BEGIN Source passage
I can’t tell you how many times I’ve talked with people at industry events about the ability of our Rize One 3D printer to 3D print text and images on (or in) parts and they’ve initially said, “It’s nice to have, but I don’t really need that capability,” and then they go on to describe how they like the strong parts, fast, clean support removal, or some other aspect of our technology that would benefit them.
That is, until I show them a Rize part with an image or part number on it. It typically takes just a second for the light bulb to go off and their wheels begin spinning. It usually sounds something like, “Oh, wow, I can use it for… and for …., that’s a real issue for us right now that this capability would immediately solve,” as they turn the part over and over in their hands.
Take Healthcare, for example. If you’re among the more innovative healthcare providers or healthcare educators who have adopted 3D printing for pre-surgical planning, patient and clinician communication, medical tooling and more, you know that keeping track of the many versions of an anatomical model or which model goes with which patient, can be difficult. And as a result, mistakes can be made. The ability to 3D print text and images in and on models or custom functional medical tools, enables you to identify parts by patient case number and/or version, and even print instructions for use or position directly onto the models. Perhaps you want to show various stages of scoliosis using several different spine models, for example; printing the degree of curvature directly onto the models ensures proper model tracking and communication between clinicians, patients and their families.
Consider the military. Regardless of whether soldiers or other 3D printer operators are printing in the field or in a centrally-located facility, it’s essential that mission-critical 3D printed parts include the operator’s identification on or inside the part fir quality control and tracking purposes. In-field replacement tools can also include 3D printed directions on the part to reduce errors and increase safety.
The broadest need for 3D printing text and images onto parts is probably among manufacturers across industry segments. 3D printing part and version numbers on prototypes becomes extremely important when you remember that each engineer or designer has multiple iterations per design and multiple designs per year. Otherwise, it becomes very difficult and sometimes impossible to distinguish between the piles of parts for each design sitting on top of an engineer’s desk.
END Source passage
» What is expected:
In the 3D printing passage, what does printing the degree of curvature directly onto spine models ensure?
BEGIN Records provided
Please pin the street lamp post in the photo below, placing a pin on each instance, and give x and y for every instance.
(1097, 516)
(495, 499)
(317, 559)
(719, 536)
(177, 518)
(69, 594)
END Records provided
BEGIN Records provided
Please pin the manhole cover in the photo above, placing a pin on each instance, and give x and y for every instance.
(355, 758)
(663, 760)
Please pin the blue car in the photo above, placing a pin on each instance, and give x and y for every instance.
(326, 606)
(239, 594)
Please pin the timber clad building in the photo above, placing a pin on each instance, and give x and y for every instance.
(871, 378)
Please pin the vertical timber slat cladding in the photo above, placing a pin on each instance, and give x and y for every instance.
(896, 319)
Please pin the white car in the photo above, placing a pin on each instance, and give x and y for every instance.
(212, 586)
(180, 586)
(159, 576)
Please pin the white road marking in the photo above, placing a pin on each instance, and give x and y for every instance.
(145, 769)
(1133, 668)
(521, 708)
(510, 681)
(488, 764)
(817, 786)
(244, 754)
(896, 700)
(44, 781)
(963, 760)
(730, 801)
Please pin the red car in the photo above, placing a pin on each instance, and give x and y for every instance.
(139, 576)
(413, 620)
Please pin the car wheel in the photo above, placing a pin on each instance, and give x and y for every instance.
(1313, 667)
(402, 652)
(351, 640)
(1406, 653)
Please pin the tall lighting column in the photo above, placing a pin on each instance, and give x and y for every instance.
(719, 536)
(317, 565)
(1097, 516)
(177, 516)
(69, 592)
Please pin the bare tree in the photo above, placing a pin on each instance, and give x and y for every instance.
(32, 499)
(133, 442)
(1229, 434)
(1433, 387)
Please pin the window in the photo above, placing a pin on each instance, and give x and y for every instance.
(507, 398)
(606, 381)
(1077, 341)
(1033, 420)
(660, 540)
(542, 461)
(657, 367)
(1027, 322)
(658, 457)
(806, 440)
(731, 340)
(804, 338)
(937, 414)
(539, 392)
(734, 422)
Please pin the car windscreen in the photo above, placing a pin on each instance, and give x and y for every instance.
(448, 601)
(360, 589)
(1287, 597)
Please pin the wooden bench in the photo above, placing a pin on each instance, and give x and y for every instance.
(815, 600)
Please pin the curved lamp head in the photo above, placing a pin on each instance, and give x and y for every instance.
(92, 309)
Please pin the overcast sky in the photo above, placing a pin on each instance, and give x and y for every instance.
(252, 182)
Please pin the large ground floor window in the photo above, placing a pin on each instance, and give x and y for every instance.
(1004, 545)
END Records provided
BEGIN Records provided
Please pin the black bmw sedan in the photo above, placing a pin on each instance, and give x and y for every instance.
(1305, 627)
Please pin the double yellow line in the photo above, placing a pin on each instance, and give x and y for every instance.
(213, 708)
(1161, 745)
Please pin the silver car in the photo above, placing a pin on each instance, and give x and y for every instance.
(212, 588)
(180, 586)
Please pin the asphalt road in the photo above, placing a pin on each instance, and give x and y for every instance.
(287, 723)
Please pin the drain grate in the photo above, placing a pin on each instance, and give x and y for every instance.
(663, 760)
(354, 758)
END Records provided
» Answer section:
It ensures proper model tracking and communication between clinicians, patients and their families.